↓↓↓

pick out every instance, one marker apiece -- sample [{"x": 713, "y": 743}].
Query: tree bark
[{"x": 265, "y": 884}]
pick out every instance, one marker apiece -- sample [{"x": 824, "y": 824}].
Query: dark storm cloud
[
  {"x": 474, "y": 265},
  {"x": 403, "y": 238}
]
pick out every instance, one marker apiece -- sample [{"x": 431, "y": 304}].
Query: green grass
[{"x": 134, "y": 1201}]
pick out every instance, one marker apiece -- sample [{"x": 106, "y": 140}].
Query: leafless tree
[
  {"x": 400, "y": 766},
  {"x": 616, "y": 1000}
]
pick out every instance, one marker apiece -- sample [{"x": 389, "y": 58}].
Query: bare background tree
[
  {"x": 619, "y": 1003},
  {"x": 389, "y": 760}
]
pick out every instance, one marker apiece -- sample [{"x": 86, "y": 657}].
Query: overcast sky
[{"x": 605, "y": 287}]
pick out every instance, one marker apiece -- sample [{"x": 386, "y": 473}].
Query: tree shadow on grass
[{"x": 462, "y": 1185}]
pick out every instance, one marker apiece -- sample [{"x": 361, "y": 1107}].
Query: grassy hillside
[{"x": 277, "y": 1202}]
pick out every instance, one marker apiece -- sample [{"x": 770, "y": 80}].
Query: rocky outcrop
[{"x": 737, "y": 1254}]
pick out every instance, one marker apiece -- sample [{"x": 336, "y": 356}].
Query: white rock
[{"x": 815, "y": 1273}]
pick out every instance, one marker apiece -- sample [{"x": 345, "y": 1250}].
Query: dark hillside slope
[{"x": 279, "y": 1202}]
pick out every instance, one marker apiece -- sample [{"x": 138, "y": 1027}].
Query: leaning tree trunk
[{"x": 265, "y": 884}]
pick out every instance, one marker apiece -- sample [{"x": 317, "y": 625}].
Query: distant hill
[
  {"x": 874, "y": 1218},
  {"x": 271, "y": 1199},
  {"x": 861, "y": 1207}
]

↑↑↑

### TASK PROMPT
Pick out and copy every line in the entries above that contains the string "tree". Case counts, so only exact-case matches qualify.

### EXERCISE SOLUTION
Query: tree bark
Query: leafless tree
Query: bare background tree
Query: tree shadow on grass
Query: leaning tree trunk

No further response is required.